[EM] [Election-Methods] [english 94%] PRfavoringracialminorities

Jonathan Lundell jlundell at pobox.com
Sat Aug 16 22:39:42 PDT 2008


On Aug 16, 2008, at 10:08 PM, Juho wrote:

> I was thinking of the regular political parties that otherwise exist  
> in the country but that are not relevant in these school elections.
>
>>  But you
>> cannot have "lists" without some comparable formal procedures.  And  
>> in any event, "basic lists" are never sufficient, if you believe
>> that the essence of representative democracy is allowing the voters  
>> to select their representatives as freely as possible.
>
> It is a positive target to allow voters to select their  
> representatives as freely as possible. There are however also other  
> criteria (e.g. simplicity, clarity), and in these school elections  
> also simple lists might well be sufficient. (I don't see lists as a  
> necessity in these school elections but as an option that would  
> probably work well enough.)
>
>>  Lists of
>> any kind will always be constraining.  And they are unnecessary (as  
>> well as, in my view, undesirable).

◆ **Requirement a**: State how many lines of the records contain the string "pole", treating uppercase and lowercase as different.
The message above has no connection to the records that come after it.

Position annotation records
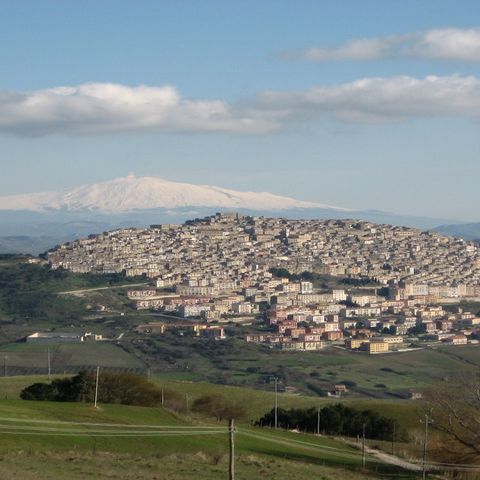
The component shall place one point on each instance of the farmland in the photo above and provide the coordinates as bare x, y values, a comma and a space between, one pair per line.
273, 454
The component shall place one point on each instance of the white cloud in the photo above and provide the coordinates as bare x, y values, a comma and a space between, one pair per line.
384, 99
442, 43
110, 108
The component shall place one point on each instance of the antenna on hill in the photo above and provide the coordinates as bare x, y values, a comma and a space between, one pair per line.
231, 460
96, 387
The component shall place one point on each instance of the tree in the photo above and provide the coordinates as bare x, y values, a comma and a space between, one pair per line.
454, 406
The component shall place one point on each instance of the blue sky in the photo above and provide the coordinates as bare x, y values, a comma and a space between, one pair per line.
259, 95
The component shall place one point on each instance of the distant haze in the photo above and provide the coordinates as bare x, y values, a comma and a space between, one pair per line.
132, 193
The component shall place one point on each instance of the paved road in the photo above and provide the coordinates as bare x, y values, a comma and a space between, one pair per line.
86, 290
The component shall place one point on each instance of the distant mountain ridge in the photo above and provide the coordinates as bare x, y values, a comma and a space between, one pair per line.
132, 193
468, 231
33, 223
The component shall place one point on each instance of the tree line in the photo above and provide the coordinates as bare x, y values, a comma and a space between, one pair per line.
338, 420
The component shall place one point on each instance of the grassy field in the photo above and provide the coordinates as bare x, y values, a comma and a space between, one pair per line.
22, 357
235, 362
85, 452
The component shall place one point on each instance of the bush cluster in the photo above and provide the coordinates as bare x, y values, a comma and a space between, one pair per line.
337, 419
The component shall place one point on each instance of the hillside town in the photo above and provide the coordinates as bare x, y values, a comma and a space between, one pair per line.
263, 271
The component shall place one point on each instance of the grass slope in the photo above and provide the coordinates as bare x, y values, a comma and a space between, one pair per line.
260, 453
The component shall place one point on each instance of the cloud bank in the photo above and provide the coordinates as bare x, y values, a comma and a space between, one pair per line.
441, 44
112, 108
109, 107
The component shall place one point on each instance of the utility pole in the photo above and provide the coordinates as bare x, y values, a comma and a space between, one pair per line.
363, 446
425, 443
318, 421
96, 386
393, 437
231, 442
276, 401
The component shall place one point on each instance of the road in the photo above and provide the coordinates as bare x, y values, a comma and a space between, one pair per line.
96, 289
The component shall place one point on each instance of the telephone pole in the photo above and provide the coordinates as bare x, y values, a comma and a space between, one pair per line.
96, 386
363, 446
425, 443
393, 437
231, 442
276, 401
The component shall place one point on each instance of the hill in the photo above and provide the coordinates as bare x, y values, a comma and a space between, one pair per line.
70, 440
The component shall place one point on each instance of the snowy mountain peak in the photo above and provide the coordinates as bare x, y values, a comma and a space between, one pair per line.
132, 193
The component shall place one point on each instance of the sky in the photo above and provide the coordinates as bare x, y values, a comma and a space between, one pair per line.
371, 104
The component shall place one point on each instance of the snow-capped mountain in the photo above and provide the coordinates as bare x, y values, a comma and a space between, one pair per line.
132, 193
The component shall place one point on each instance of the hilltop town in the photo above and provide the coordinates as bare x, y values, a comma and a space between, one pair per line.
229, 267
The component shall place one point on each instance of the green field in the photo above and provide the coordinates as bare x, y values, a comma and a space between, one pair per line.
67, 357
64, 440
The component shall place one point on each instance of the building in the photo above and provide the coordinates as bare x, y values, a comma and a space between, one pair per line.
377, 347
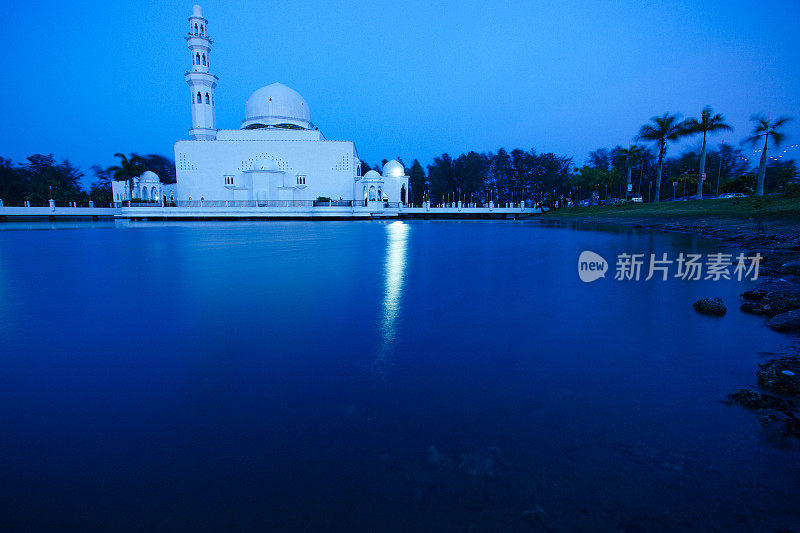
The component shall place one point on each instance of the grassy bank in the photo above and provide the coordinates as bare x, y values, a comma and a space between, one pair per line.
768, 208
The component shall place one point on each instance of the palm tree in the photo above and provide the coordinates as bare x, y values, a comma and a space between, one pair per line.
662, 130
632, 157
127, 169
766, 129
708, 123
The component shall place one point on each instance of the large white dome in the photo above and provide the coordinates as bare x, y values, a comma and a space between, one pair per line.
393, 169
276, 105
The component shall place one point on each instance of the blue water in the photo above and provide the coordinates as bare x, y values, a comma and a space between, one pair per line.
349, 376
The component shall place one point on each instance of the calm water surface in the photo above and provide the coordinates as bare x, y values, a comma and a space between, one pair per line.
344, 376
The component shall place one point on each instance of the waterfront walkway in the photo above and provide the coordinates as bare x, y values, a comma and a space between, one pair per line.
230, 210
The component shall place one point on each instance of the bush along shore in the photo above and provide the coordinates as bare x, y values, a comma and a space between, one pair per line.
766, 225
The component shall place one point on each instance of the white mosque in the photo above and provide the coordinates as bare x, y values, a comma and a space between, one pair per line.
276, 154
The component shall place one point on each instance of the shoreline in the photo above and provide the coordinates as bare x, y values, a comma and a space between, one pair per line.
776, 296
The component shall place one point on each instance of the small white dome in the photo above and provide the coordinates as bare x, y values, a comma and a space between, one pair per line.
276, 105
267, 165
148, 175
394, 169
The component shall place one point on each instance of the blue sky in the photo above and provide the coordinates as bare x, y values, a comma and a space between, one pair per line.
412, 79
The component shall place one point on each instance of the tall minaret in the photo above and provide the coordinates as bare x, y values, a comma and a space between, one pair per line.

◆ **Requirement b**: Translate this sentence from the election-methods message into Spanish: "It is a positive target to allow voters to select their representatives as freely as possible."

◆ **Task output a**: 2

◆ **Task output b**: Es un objetivo positivo permitir que los votantes elijan a sus representantes con la mayor libertad posible.